## [WHAT IS EXPECTED]
As the answer, give a copy of each line below that includes the word "this".

## [TASK INPUTS]
§

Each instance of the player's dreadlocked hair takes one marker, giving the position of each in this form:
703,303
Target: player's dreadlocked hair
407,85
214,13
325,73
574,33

§

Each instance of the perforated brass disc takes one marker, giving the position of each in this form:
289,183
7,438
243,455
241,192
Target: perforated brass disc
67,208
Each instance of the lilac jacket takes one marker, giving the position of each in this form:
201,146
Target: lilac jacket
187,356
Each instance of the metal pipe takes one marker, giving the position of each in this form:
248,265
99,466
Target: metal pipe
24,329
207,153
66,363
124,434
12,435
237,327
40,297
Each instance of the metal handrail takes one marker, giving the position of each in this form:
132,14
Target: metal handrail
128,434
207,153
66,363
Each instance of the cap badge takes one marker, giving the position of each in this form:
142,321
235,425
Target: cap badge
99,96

§

## [ANSWER TO THE EXERCISE]
Each instance of the player's dreadlocked hair takes one marker, giving the position of each in this form:
Each instance of the perforated brass disc takes one marker, giving the position of each in this form:
Each instance of the lilac jacket takes one marker, giving the position of each in this form:
Each instance of the metal pipe takes one marker, giving the position of each in this form:
Each instance of the metal handrail takes one marker, giving the position of each in this form:
Each instance of the cap badge takes one marker, giving the position of each in this form:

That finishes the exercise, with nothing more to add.